All of these records need to be duplicated exactly.

Stored data.
◇ ◇ ◇

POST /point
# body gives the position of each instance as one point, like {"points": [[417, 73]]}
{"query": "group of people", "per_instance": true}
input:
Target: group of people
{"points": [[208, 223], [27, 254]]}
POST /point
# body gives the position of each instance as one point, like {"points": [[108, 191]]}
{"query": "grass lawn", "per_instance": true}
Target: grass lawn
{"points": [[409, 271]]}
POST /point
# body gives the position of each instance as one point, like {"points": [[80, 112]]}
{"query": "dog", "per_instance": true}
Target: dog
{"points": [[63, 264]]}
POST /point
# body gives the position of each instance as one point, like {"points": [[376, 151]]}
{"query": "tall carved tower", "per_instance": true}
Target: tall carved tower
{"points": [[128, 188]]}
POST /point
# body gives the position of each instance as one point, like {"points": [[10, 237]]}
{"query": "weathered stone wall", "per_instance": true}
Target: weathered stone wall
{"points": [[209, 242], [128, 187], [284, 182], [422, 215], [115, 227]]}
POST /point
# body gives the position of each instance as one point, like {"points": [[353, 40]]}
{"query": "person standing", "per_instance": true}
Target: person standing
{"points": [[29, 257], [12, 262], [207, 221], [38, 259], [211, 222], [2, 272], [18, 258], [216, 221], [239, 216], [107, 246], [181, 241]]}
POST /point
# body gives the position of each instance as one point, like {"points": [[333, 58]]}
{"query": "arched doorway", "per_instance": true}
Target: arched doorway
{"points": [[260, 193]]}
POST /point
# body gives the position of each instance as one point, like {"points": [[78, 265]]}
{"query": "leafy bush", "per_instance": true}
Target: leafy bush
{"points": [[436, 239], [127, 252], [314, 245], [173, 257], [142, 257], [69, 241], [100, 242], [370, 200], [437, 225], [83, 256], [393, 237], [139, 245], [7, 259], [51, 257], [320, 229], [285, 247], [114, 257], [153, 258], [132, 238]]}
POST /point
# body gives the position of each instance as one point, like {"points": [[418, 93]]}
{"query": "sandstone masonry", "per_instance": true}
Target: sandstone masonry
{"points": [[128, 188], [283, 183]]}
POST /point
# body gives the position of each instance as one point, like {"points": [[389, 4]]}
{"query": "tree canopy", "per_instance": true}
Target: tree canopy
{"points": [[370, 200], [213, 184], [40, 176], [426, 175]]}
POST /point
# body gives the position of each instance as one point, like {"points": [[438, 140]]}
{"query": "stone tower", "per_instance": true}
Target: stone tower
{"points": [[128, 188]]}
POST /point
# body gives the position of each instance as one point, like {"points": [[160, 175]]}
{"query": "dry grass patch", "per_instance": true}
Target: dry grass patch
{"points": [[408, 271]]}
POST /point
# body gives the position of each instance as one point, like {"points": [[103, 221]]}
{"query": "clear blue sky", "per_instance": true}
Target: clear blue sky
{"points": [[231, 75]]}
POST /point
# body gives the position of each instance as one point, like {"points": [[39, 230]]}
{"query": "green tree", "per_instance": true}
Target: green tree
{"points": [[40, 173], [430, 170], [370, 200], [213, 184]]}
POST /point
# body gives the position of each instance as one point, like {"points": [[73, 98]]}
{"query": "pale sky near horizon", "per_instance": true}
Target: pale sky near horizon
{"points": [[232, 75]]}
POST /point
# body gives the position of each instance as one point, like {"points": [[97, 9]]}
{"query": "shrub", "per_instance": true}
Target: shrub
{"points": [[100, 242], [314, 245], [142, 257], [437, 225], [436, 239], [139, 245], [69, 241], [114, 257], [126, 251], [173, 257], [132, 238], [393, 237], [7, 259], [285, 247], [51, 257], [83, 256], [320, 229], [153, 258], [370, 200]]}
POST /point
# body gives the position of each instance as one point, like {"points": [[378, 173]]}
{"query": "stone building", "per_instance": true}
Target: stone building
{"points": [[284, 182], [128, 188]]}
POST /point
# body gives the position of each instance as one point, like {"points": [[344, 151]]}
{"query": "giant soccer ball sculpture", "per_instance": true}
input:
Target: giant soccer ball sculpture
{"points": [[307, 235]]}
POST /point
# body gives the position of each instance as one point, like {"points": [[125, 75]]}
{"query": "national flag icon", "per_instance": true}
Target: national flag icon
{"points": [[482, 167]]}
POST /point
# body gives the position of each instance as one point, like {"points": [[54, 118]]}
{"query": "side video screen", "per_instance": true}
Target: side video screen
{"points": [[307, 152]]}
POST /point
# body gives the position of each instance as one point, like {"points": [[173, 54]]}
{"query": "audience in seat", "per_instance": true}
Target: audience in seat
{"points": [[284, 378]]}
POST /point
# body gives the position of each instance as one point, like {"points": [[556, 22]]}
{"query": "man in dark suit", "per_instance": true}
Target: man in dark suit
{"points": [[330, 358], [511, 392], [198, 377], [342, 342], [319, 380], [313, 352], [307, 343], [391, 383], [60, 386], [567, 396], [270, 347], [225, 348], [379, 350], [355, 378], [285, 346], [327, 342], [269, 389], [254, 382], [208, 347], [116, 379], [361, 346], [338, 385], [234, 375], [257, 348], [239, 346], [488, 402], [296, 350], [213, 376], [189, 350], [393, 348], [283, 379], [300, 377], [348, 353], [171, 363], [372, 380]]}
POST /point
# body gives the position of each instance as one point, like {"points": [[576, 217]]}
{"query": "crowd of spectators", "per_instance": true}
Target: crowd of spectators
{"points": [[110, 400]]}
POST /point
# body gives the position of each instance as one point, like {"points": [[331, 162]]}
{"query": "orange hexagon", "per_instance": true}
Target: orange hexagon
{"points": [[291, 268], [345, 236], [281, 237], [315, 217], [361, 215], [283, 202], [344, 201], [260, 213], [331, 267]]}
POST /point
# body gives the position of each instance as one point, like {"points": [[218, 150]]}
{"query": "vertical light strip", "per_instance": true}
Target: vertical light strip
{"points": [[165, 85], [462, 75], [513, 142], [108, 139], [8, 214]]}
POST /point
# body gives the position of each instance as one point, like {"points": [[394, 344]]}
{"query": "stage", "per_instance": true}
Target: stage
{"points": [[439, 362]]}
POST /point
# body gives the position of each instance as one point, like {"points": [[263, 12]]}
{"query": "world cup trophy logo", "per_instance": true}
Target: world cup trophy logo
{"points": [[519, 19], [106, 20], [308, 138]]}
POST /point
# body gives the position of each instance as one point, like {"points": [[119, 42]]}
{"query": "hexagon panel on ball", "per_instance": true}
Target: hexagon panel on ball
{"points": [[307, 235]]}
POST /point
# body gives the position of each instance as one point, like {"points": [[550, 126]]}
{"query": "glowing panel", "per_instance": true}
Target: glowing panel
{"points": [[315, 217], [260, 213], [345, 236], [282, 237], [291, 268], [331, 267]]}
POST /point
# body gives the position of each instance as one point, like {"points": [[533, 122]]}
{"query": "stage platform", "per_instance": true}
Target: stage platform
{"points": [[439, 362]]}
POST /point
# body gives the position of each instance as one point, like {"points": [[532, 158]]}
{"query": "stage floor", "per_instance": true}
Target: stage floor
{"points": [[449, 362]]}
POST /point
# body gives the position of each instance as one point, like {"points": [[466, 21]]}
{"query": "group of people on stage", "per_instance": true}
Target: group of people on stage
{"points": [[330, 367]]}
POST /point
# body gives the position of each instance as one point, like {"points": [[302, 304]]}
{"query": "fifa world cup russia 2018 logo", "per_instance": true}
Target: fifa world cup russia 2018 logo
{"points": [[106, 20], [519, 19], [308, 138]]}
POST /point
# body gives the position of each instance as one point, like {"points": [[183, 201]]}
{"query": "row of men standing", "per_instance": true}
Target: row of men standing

◇ ◇ ◇

Response.
POST /point
# body gives the position of each instance as one point, like {"points": [[417, 73]]}
{"query": "group of people", "per_instance": true}
input:
Target: group of people
{"points": [[208, 223], [27, 254]]}
POST /point
# body gives the position of each instance as one point, like {"points": [[108, 191]]}
{"query": "grass lawn", "per_instance": true}
Target: grass lawn
{"points": [[409, 271]]}
POST /point
# body gives the position of each instance as one point, like {"points": [[80, 112]]}
{"query": "dog", "per_instance": true}
Target: dog
{"points": [[63, 264]]}
POST /point
# body gives the position of each instance as one point, like {"points": [[376, 151]]}
{"query": "tall carved tower", "per_instance": true}
Target: tall carved tower
{"points": [[128, 188]]}
POST /point
# body gives the position of each instance as one point, like {"points": [[10, 237]]}
{"query": "weathered stone wall", "per_instance": true}
Target: weathered stone wall
{"points": [[209, 242], [128, 187], [284, 182], [422, 215], [115, 227]]}
POST /point
# body gives the position of each instance as one point, like {"points": [[353, 40]]}
{"query": "person standing", "per_instance": true}
Target: person standing
{"points": [[29, 257], [12, 262], [207, 221], [38, 259], [211, 222], [2, 272], [18, 258], [216, 221], [239, 216], [107, 246], [181, 241]]}
POST /point
# body gives the position of each instance as one point, like {"points": [[333, 58]]}
{"query": "arched doorway", "per_instance": true}
Target: arched doorway
{"points": [[260, 193]]}
POST /point
# body gives the position of each instance as one point, like {"points": [[78, 265]]}
{"query": "leafy bush", "per_instance": true}
Target: leafy bush
{"points": [[436, 239], [127, 252], [314, 245], [173, 257], [142, 257], [69, 241], [100, 242], [370, 200], [437, 225], [83, 256], [393, 237], [139, 245], [7, 259], [51, 257], [320, 229], [285, 247], [114, 257], [153, 258], [132, 238]]}
POST /point
# body gives the position of each instance as one point, like {"points": [[418, 93]]}
{"query": "sandstone masonry", "per_instance": true}
Target: sandstone masonry
{"points": [[128, 188], [283, 183]]}
POST /point
# body gives the position of each instance as one point, like {"points": [[389, 4]]}
{"query": "tree canopy", "per_instance": true}
Target: tree canopy
{"points": [[370, 200], [213, 184], [40, 176], [426, 175]]}
POST /point
# body gives the position of each instance as one point, like {"points": [[438, 140]]}
{"query": "stone tower", "per_instance": true}
Target: stone tower
{"points": [[128, 188]]}
POST /point
# body gives the position of each instance as one point, like {"points": [[160, 175]]}
{"query": "dry grass patch", "per_instance": true}
Target: dry grass patch
{"points": [[408, 271]]}
POST /point
# body gives the position of each instance as one point, like {"points": [[103, 221]]}
{"query": "clear blue sky", "per_instance": true}
Target: clear blue sky
{"points": [[231, 75]]}
POST /point
# body gives the position of each instance as one point, like {"points": [[39, 230]]}
{"query": "green tree", "per_instance": true}
Target: green tree
{"points": [[40, 173], [430, 170], [370, 200], [213, 184]]}
POST /point
# body gives the position of each instance as one point, like {"points": [[73, 98]]}
{"query": "pale sky near horizon", "per_instance": true}
Target: pale sky near horizon
{"points": [[232, 75]]}
POST /point
# body gives the position of each instance as one point, like {"points": [[97, 9]]}
{"query": "shrub", "per_instance": true}
Target: shrub
{"points": [[100, 242], [314, 245], [142, 257], [437, 225], [436, 239], [139, 245], [69, 241], [114, 257], [126, 251], [173, 257], [132, 238], [393, 237], [7, 259], [285, 247], [51, 257], [83, 256], [320, 229], [153, 258], [370, 200]]}
POST /point
# body gives the position of each instance as one point, like {"points": [[378, 173]]}
{"query": "stone building", "per_instance": true}
Target: stone building
{"points": [[284, 182], [128, 188]]}
POST /point
# body gives the position of each instance as one point, like {"points": [[344, 151]]}
{"query": "giant soccer ball sculpture", "per_instance": true}
input:
Target: giant soccer ball sculpture
{"points": [[307, 235]]}
POST /point
# body gives the position of each instance as one point, like {"points": [[125, 75]]}
{"query": "national flag icon", "per_instance": true}
Target: national flag icon
{"points": [[482, 167]]}
POST /point
# body gives the position of each instance as one point, like {"points": [[54, 118]]}
{"query": "side video screen", "per_instance": true}
Target: side video screen
{"points": [[307, 152]]}
POST /point
# body gives the position of each instance as one point, like {"points": [[173, 54]]}
{"query": "audience in seat", "per_instance": true}
Target: audience in seat
{"points": [[284, 378]]}
POST /point
# body gives the position of each instance as one point, like {"points": [[556, 22]]}
{"query": "man in dark suit", "per_instance": true}
Target: man in dark suit
{"points": [[330, 358], [511, 392], [198, 377], [342, 342], [319, 380], [313, 352], [307, 343], [391, 383], [60, 386], [567, 396], [270, 347], [225, 348], [379, 350], [355, 378], [285, 346], [327, 342], [269, 389], [254, 382], [208, 347], [116, 379], [361, 346], [338, 385], [234, 375], [257, 348], [239, 346], [488, 402], [296, 350], [213, 376], [189, 350], [393, 348], [283, 379], [300, 377], [348, 353], [171, 363], [372, 380]]}
POST /point
# body gives the position of each instance as one point, like {"points": [[576, 217]]}
{"query": "crowd of spectators", "per_instance": true}
Target: crowd of spectators
{"points": [[110, 400]]}
POST /point
# body gives the position of each instance as one point, like {"points": [[331, 162]]}
{"query": "orange hexagon", "per_instance": true}
Target: orange hexagon
{"points": [[291, 268], [345, 236], [281, 237], [315, 217], [361, 215], [283, 202], [344, 201], [260, 213], [331, 267]]}
POST /point
# body gives the position of each instance as one point, like {"points": [[218, 150]]}
{"query": "vertical light strip", "per_instance": true}
Target: vertical light strip
{"points": [[165, 85], [462, 75], [513, 142], [108, 139], [8, 214]]}
POST /point
# body gives the position of each instance as one point, like {"points": [[394, 344]]}
{"query": "stage", "per_instance": true}
Target: stage
{"points": [[439, 362]]}
POST /point
# body gives the position of each instance as one point, like {"points": [[263, 12]]}
{"query": "world cup trophy logo", "per_instance": true}
Target: world cup trophy logo
{"points": [[519, 19], [106, 20], [308, 138]]}
POST /point
# body gives the position of each instance as one point, like {"points": [[119, 42]]}
{"query": "hexagon panel on ball", "per_instance": true}
Target: hexagon panel on ball
{"points": [[307, 235]]}
POST /point
# body gives the position of each instance as one point, like {"points": [[550, 126]]}
{"query": "glowing panel", "per_instance": true}
Target: glowing panel
{"points": [[315, 217], [260, 213], [345, 236], [282, 237], [291, 268], [331, 267]]}
POST /point
# body gives the position of each instance as one point, like {"points": [[533, 122]]}
{"query": "stage platform", "per_instance": true}
Target: stage platform
{"points": [[439, 362]]}
POST /point
# body gives the position of each instance as one point, like {"points": [[532, 158]]}
{"query": "stage floor", "per_instance": true}
Target: stage floor
{"points": [[449, 362]]}
POST /point
# body gives the position of each instance as one point, like {"points": [[466, 21]]}
{"query": "group of people on stage", "per_instance": true}
Target: group of people on stage
{"points": [[330, 367]]}
POST /point
# body gives the position of each instance as one point, like {"points": [[302, 304]]}
{"query": "fifa world cup russia 2018 logo", "per_instance": true}
Target: fifa world cup russia 2018 logo
{"points": [[106, 20], [519, 19], [308, 138]]}
POST /point
# body gives the position of each instance as one point, like {"points": [[183, 201]]}
{"query": "row of men standing", "per_instance": true}
Target: row of men standing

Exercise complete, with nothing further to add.